## EXERCISE REQUIREMENTS
Copy every line of the data that includes the string "container".

## SUPPLIED RECORDS
- - - -
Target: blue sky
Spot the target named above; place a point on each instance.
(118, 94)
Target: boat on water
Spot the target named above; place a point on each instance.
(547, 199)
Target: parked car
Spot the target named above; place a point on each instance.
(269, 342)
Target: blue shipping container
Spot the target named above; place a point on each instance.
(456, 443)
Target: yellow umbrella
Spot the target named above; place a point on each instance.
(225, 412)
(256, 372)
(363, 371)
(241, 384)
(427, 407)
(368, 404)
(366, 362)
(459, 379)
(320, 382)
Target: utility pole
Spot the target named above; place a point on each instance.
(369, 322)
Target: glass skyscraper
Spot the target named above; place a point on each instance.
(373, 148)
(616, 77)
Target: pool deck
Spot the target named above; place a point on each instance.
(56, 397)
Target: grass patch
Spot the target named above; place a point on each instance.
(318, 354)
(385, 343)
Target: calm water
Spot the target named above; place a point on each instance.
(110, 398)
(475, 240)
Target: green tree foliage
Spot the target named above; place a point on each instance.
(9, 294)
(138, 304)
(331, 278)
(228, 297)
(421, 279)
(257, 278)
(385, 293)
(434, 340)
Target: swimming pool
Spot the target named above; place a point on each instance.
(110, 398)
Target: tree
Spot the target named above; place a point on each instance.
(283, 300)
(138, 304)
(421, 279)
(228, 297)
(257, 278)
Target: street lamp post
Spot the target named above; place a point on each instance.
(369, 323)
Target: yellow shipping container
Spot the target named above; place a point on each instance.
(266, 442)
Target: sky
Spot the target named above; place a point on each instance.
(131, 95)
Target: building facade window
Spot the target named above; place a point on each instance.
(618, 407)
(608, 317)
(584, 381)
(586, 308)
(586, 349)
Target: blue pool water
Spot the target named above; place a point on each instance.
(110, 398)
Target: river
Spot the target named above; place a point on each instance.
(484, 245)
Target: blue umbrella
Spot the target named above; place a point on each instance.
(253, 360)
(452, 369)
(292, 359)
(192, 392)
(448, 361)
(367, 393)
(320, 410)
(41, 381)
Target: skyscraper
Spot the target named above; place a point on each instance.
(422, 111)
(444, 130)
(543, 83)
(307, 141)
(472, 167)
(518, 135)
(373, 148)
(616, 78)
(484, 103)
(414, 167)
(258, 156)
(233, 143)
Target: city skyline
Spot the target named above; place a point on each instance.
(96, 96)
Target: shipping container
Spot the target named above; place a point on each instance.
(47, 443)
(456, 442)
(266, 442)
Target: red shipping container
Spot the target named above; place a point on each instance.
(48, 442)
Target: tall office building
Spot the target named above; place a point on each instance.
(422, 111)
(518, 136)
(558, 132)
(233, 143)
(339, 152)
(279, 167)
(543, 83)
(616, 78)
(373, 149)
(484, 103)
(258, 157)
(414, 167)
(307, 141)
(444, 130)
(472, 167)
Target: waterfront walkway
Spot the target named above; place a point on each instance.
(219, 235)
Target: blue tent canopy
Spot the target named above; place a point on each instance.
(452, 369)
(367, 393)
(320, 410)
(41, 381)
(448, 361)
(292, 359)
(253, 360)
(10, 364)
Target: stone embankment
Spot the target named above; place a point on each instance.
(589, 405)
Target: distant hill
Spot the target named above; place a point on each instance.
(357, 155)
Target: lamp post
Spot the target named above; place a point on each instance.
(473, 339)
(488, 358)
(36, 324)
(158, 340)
- - - -
## ANSWER AREA
Target: blue shipping container
Target: yellow shipping container
Target: shipping container
Target: red shipping container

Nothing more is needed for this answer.